** WHAT TO DO **
In the copy, include every entry exactly but none of the images.

(GIVEN RECORDS)

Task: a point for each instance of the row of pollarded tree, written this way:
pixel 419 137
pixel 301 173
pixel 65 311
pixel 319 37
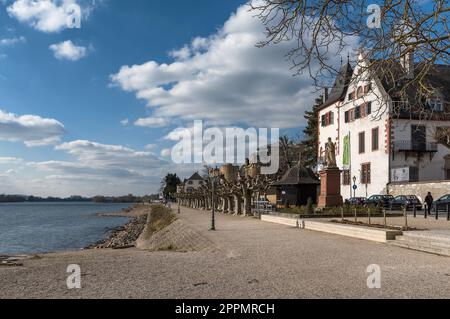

(End GIVEN RECORDS)

** EXERCISE RESPONSE **
Task: a point for each instance of the row of pollarded tree, written this way:
pixel 419 137
pixel 301 173
pixel 65 311
pixel 319 37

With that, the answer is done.